┌────────

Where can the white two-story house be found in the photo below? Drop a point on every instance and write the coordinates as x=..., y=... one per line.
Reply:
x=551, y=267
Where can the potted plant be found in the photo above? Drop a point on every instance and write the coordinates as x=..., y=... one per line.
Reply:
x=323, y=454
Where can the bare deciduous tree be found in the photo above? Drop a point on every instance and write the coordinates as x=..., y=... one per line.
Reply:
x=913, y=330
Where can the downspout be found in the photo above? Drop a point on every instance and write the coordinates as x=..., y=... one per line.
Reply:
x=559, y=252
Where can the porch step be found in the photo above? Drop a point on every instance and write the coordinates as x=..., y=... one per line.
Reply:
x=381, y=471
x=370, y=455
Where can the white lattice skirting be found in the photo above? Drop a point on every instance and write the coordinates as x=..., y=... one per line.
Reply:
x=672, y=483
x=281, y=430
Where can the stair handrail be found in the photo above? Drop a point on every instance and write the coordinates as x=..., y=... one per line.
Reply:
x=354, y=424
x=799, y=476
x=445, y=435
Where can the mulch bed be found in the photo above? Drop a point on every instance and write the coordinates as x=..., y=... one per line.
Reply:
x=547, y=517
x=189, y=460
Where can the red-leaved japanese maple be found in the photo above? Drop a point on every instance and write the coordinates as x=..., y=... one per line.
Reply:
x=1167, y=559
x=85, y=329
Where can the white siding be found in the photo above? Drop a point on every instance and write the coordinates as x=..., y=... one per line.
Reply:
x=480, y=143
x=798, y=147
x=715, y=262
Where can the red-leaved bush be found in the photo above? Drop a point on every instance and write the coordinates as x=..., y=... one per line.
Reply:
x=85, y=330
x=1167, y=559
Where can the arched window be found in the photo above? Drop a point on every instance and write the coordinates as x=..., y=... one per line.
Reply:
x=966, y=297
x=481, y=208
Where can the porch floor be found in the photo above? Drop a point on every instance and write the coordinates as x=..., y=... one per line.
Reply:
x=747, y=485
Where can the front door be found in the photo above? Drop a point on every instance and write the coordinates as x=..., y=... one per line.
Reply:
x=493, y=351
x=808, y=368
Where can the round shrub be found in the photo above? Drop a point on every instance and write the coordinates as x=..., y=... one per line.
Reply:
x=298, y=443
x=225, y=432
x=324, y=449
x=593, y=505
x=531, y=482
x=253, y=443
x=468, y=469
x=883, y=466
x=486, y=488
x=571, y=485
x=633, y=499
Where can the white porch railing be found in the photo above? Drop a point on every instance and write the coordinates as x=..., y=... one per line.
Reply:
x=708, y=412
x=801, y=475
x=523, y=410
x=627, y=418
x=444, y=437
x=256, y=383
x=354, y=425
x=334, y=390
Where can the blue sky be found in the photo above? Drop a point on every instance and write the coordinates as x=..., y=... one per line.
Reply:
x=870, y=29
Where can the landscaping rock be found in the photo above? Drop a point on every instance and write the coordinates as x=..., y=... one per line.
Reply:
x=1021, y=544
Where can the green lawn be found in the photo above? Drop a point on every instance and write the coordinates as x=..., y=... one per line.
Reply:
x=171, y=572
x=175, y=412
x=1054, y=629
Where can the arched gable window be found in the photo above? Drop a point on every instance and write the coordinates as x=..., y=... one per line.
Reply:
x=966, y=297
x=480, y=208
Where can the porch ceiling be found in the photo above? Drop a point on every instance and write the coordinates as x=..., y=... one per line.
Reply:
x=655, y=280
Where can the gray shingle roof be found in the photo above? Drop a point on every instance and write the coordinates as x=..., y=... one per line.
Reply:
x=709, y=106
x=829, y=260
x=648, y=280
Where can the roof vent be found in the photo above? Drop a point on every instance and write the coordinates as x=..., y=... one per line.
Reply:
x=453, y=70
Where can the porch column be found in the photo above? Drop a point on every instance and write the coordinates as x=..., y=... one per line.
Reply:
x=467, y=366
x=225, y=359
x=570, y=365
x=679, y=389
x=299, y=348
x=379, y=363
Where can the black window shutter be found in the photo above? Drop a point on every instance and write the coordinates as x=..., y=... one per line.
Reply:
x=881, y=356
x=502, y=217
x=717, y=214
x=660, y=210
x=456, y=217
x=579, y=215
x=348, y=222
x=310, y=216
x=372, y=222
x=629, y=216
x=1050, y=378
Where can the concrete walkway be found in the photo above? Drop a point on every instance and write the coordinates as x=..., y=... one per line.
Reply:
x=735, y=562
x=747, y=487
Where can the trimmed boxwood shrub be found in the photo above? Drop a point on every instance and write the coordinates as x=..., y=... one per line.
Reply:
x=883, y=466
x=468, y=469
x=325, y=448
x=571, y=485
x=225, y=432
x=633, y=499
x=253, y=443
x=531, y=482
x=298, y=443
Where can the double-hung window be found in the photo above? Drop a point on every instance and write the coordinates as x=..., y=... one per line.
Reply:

└────────

| GOAL OF THE EXERCISE |
Can you copy the entries again, from the start up to and including the line with "x=715, y=262", with every "Reply" changed to "Answer" and everything else left unchanged?

| PROBLEM SOLUTION |
Where can the white two-story house be found in the photo below? Drop a point on every instance and write the coordinates as x=..., y=... one per line.
Answer:
x=551, y=267
Where can the potted plant be found in the photo above? Drop a point on every instance and write the coordinates as x=..., y=... one per line.
Answer:
x=323, y=454
Where can the bare deciduous tree be found in the photo above? Drop a point on every instance and write the coordinates as x=..., y=... one per line.
Answer:
x=913, y=330
Where can the downspout be found in the photo above? Drop a point on every instance and write the coordinates as x=..., y=... one per line.
Answer:
x=559, y=252
Where can the porch step be found in the photo above? Drop a point on every instance and write the coordinates as x=..., y=... one per line.
Answer:
x=381, y=471
x=370, y=455
Where can the white lattice skirting be found in the photo above? Drop a point on every instance and write the coordinates as x=..., y=... one per line.
Answer:
x=672, y=483
x=281, y=430
Where can the stair handrail be found in the photo above? Drop a point on every instance and write the coordinates as x=..., y=... one per line.
Answer:
x=354, y=424
x=799, y=476
x=445, y=435
Where can the mulch bed be found in the photo above? Drop a point on every instance and write the coordinates as x=..., y=... one per line.
Answer:
x=547, y=517
x=189, y=460
Where can the red-leaved japanese maple be found in the photo above? Drop a point on every instance and write the coordinates as x=..., y=... one per line.
Answer:
x=1167, y=559
x=85, y=329
Where can the white siding be found in the photo above? Drop a point on every instance and write the coordinates as x=..., y=... one per line.
Answer:
x=480, y=143
x=798, y=147
x=715, y=262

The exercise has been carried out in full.